Consigne 1: Résumez l'entretien avec Vincent Geisser en deux phrases.
Consigne 2: Indiquez seulement le nombre de lignes des entrées qui contiennent la chaîne "dark".

══ Texte fourni ══

TV5MONDE : Comment interpréter les dispositions exceptionnelles prises par le président ? Vincent Geisser : Il faut revenir au
fameux discours du 25 juillet. C'est par ces mots que le président s'est arrogé tous les pouvoirs à titre exceptionnel. Il y avait, à ce moment-là, deux hypothèses.
La première était de considérer cette prise de parole comme une sorte de coup politique, comme un moyen de faire pression sur les partis, les députés, afin qu'ils rentrent dans le rang. Compte tenu de la situation économique, sociale et financière, le président voulait marquer son pouvoir sur les parlementaires et le premier ministre avec qui il était en désaccord.
La seconde, qui semble se vérifier, était qu'il signifiait clairement la première étape d'un processus de changement de régime. C'est-à-dire une volonté d'abolir, si je puis dire, la deuxième République tunisienne et de se diriger doucement vers un régime beaucoup plus personnalisé, présidentialisé, dans lequel le Parlement et les partis politiques ne joueraient qu'un rôle mineur.
Ce n'est certes pas Ben Ali, loin de là, mais il y a des mécanismes de verrouillage de la société et de l'espace public qui montrent que nous sommes bien dans une gestion de plus en plus autoritaire de la société
Vincent Geisser, sociologue et politologue au CNRS, chercheur à l’Iremam
TV5MONDE : Ce dernier décret constitue-t-il un tournant de la présidence de Kaïs Saïed ?
Vincent Geisser : Au-delà de l'aspect purement technique et administratif, le décret d'hier constitue quasiment un programme constitutionnel et politique. Il confirme la marginalisation du Parlement, des députés, en expliquant clairement que c'est le président qui est au centre de la vie publique.
Il exprime la volonté du président de tourner la page de ce qu'on peut qualifier de première période de démocratie tunisienne, avec une conception à la fois populiste et autoritaire du pouvoir.

═══
══ Entrées affichées ══

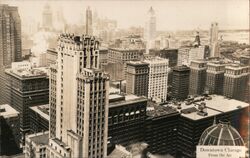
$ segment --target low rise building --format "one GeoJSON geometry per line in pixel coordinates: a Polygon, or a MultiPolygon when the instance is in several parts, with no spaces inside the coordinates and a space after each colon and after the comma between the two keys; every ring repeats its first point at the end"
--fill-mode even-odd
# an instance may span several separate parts
{"type": "Polygon", "coordinates": [[[49,104],[30,107],[30,132],[49,130],[49,104]]]}
{"type": "Polygon", "coordinates": [[[46,158],[46,146],[49,142],[49,131],[30,134],[26,136],[25,157],[46,158]]]}

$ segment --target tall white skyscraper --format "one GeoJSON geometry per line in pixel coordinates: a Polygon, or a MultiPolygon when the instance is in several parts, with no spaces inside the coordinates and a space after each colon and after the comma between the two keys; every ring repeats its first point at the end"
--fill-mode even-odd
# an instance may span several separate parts
{"type": "Polygon", "coordinates": [[[107,156],[109,77],[99,69],[99,42],[60,35],[50,76],[48,156],[107,156]]]}
{"type": "Polygon", "coordinates": [[[42,13],[42,27],[44,29],[52,29],[53,27],[53,18],[52,18],[52,10],[50,8],[49,4],[46,4],[43,8],[43,13],[42,13]]]}
{"type": "Polygon", "coordinates": [[[86,10],[86,35],[93,35],[92,10],[90,7],[86,10]]]}
{"type": "Polygon", "coordinates": [[[219,57],[218,23],[212,23],[210,28],[210,57],[219,57]]]}
{"type": "Polygon", "coordinates": [[[153,7],[150,7],[147,13],[147,20],[144,31],[144,38],[147,41],[147,52],[150,48],[153,47],[155,37],[156,37],[156,16],[153,7]]]}
{"type": "Polygon", "coordinates": [[[154,57],[144,60],[149,67],[148,98],[156,102],[167,100],[168,59],[154,57]]]}

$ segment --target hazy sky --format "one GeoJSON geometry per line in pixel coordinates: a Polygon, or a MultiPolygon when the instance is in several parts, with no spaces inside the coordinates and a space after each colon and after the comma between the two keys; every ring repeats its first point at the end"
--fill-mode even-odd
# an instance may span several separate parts
{"type": "MultiPolygon", "coordinates": [[[[41,19],[46,1],[0,0],[19,6],[22,19],[41,19]]],[[[144,26],[150,6],[156,11],[157,30],[208,29],[217,21],[220,29],[248,29],[248,0],[53,0],[47,1],[56,10],[61,8],[69,23],[78,23],[90,6],[100,17],[115,19],[118,26],[144,26]]]]}

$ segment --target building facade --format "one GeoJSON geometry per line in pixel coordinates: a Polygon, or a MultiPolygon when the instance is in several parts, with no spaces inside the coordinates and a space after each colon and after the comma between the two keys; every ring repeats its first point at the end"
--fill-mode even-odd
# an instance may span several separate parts
{"type": "MultiPolygon", "coordinates": [[[[228,65],[225,67],[223,95],[244,101],[249,81],[249,66],[228,65]]],[[[249,97],[249,96],[248,96],[249,97]]]]}
{"type": "Polygon", "coordinates": [[[10,105],[0,105],[0,156],[21,153],[19,119],[19,112],[10,105]]]}
{"type": "Polygon", "coordinates": [[[172,94],[171,97],[177,100],[184,100],[189,93],[190,68],[177,66],[173,68],[172,94]]]}
{"type": "Polygon", "coordinates": [[[154,57],[144,60],[149,65],[148,98],[164,102],[167,100],[168,59],[154,57]]]}
{"type": "Polygon", "coordinates": [[[92,11],[90,7],[88,7],[86,10],[86,35],[93,35],[92,11]]]}
{"type": "MultiPolygon", "coordinates": [[[[125,48],[109,48],[108,50],[108,63],[119,63],[123,65],[123,69],[115,71],[114,73],[118,78],[112,78],[112,80],[125,80],[126,79],[126,62],[137,61],[142,58],[144,49],[125,49],[125,48]]],[[[105,66],[107,67],[107,66],[105,66]]]]}
{"type": "Polygon", "coordinates": [[[18,8],[0,5],[0,104],[9,104],[4,70],[22,60],[21,19],[18,8]]]}
{"type": "Polygon", "coordinates": [[[147,98],[110,95],[108,137],[111,146],[125,147],[144,139],[147,98]]]}
{"type": "Polygon", "coordinates": [[[29,107],[49,102],[47,70],[6,69],[5,73],[8,79],[6,87],[10,95],[10,105],[20,112],[20,130],[24,143],[25,134],[30,132],[29,107]]]}
{"type": "Polygon", "coordinates": [[[46,52],[47,65],[55,64],[57,60],[57,51],[55,49],[48,49],[46,52]]]}
{"type": "Polygon", "coordinates": [[[152,154],[175,156],[178,139],[178,120],[180,114],[172,107],[155,106],[147,110],[144,141],[152,154]]]}
{"type": "Polygon", "coordinates": [[[141,61],[127,63],[126,93],[148,96],[148,65],[141,61]]]}
{"type": "Polygon", "coordinates": [[[27,135],[25,138],[25,157],[46,158],[46,146],[49,142],[49,131],[27,135]]]}
{"type": "Polygon", "coordinates": [[[32,106],[30,110],[30,133],[49,130],[49,104],[32,106]]]}
{"type": "Polygon", "coordinates": [[[201,95],[204,93],[206,84],[207,64],[204,60],[191,61],[189,95],[201,95]]]}
{"type": "Polygon", "coordinates": [[[218,33],[218,23],[214,22],[210,28],[210,57],[220,57],[218,33]]]}
{"type": "Polygon", "coordinates": [[[107,156],[109,77],[98,57],[94,37],[59,36],[50,77],[50,158],[107,156]]]}
{"type": "Polygon", "coordinates": [[[225,64],[221,62],[207,63],[207,78],[205,90],[209,94],[223,94],[225,64]]]}
{"type": "Polygon", "coordinates": [[[175,67],[178,63],[178,49],[150,49],[149,54],[154,56],[159,56],[164,59],[169,60],[169,67],[175,67]]]}
{"type": "Polygon", "coordinates": [[[144,38],[147,41],[147,53],[153,47],[156,38],[156,16],[153,7],[147,12],[147,21],[144,31],[144,38]]]}

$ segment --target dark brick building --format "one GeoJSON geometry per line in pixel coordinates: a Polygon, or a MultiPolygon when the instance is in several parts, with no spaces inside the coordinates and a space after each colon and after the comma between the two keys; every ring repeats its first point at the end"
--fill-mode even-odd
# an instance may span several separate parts
{"type": "Polygon", "coordinates": [[[184,100],[188,97],[190,68],[177,66],[172,72],[172,94],[171,97],[177,100],[184,100]]]}
{"type": "Polygon", "coordinates": [[[130,61],[127,63],[126,93],[148,96],[148,63],[130,61]]]}

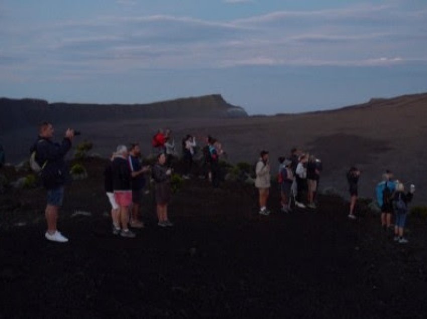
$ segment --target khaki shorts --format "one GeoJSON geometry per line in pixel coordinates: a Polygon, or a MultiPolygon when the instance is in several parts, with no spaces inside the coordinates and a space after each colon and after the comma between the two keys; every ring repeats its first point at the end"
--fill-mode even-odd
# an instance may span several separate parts
{"type": "Polygon", "coordinates": [[[317,181],[315,180],[307,180],[307,184],[308,187],[308,192],[314,193],[317,188],[317,181]]]}

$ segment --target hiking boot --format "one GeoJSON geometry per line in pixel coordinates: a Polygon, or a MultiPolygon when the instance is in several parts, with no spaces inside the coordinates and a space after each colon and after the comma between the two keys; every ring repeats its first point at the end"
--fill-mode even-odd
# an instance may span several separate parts
{"type": "Polygon", "coordinates": [[[56,241],[58,243],[66,243],[68,241],[68,239],[67,237],[63,236],[62,234],[57,230],[53,234],[49,234],[49,232],[46,232],[46,233],[45,234],[45,236],[46,237],[46,239],[48,239],[52,241],[56,241]]]}
{"type": "Polygon", "coordinates": [[[300,203],[299,202],[295,202],[295,205],[299,207],[300,208],[305,208],[305,205],[304,205],[302,203],[300,203]]]}
{"type": "Polygon", "coordinates": [[[120,229],[120,227],[117,227],[115,225],[113,225],[113,235],[119,235],[121,231],[121,229],[120,229]]]}
{"type": "Polygon", "coordinates": [[[123,229],[121,232],[120,232],[120,236],[122,237],[127,237],[128,238],[134,238],[136,236],[135,233],[129,230],[129,229],[127,230],[125,230],[123,229]]]}
{"type": "Polygon", "coordinates": [[[141,229],[141,228],[144,228],[144,223],[140,222],[139,220],[131,221],[131,222],[129,223],[129,224],[132,228],[138,228],[139,229],[141,229]]]}
{"type": "Polygon", "coordinates": [[[408,242],[408,240],[406,239],[406,238],[404,238],[403,237],[401,237],[401,238],[399,238],[398,242],[399,244],[406,244],[408,242]]]}

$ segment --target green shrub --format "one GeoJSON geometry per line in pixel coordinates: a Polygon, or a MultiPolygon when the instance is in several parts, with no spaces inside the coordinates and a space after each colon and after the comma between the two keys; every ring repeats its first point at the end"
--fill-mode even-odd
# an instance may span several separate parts
{"type": "Polygon", "coordinates": [[[29,174],[24,180],[23,187],[26,189],[34,188],[36,187],[37,179],[34,174],[29,174]]]}
{"type": "Polygon", "coordinates": [[[426,219],[427,219],[427,206],[414,206],[411,208],[409,213],[413,216],[426,219]]]}
{"type": "Polygon", "coordinates": [[[172,174],[170,178],[170,188],[173,194],[176,193],[182,187],[184,179],[178,174],[172,174]]]}
{"type": "Polygon", "coordinates": [[[246,162],[240,162],[236,165],[236,167],[238,168],[241,172],[247,174],[251,174],[253,173],[254,168],[252,165],[246,162]]]}
{"type": "Polygon", "coordinates": [[[80,175],[86,173],[86,169],[81,164],[78,163],[73,165],[70,170],[70,174],[72,175],[80,175]]]}

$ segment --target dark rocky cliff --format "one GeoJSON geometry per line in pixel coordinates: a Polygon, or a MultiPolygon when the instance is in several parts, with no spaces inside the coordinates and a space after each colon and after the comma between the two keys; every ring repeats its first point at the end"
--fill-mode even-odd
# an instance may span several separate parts
{"type": "Polygon", "coordinates": [[[34,99],[0,98],[0,131],[34,126],[42,120],[56,123],[135,118],[244,117],[245,110],[220,95],[206,95],[149,104],[95,104],[52,103],[34,99]]]}

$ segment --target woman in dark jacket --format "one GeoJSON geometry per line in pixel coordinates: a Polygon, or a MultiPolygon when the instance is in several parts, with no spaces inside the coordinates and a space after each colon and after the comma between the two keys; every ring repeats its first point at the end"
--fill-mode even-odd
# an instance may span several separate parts
{"type": "Polygon", "coordinates": [[[347,182],[349,183],[349,192],[350,193],[350,210],[349,218],[356,219],[354,216],[354,207],[359,196],[358,183],[360,177],[360,171],[355,167],[351,168],[347,172],[347,182]]]}
{"type": "Polygon", "coordinates": [[[155,183],[156,210],[158,222],[162,227],[173,226],[168,219],[167,206],[171,198],[170,176],[172,172],[165,165],[166,156],[164,153],[157,156],[157,162],[153,167],[153,179],[155,183]]]}
{"type": "Polygon", "coordinates": [[[399,244],[406,244],[408,240],[403,237],[403,229],[408,212],[408,203],[412,200],[415,187],[411,185],[410,191],[405,194],[405,186],[401,183],[397,184],[396,191],[393,197],[394,206],[394,240],[399,244]]]}

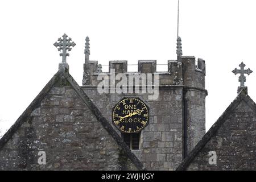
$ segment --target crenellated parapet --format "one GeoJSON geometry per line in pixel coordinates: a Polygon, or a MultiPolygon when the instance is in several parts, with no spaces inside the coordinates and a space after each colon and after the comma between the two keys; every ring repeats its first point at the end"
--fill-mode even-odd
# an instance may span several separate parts
{"type": "MultiPolygon", "coordinates": [[[[127,61],[110,61],[109,72],[102,72],[99,69],[97,61],[89,61],[89,71],[84,70],[88,73],[88,84],[83,82],[83,85],[97,86],[99,82],[97,77],[100,74],[110,75],[114,71],[115,75],[124,73],[126,76],[130,75],[152,74],[152,76],[159,75],[159,84],[163,86],[184,85],[204,89],[205,64],[204,60],[199,59],[196,64],[195,57],[192,56],[183,56],[181,61],[168,60],[167,72],[156,71],[156,60],[139,60],[138,71],[127,72],[127,61]]],[[[86,68],[85,64],[84,69],[86,68]]]]}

═══

Réponse attendue 1: Selon Vincent Geisser, le discours du 25 juillet, par lequel le président s'est arrogé tous les pouvoirs à titre exceptionnel, semble marquer la première étape d'un changement de régime vers un système plus personnalisé et présidentialisé, où le Parlement et les partis politiques ne joueraient qu'un rôle mineur. Le dernier décret confirme la marginalisation du Parlement et exprime la volonté de Kaïs Saïed de tourner la page de la première période de démocratie tunisienne, avec une conception à la fois populiste et autoritaire du pouvoir.

Réponse attendue 2: 3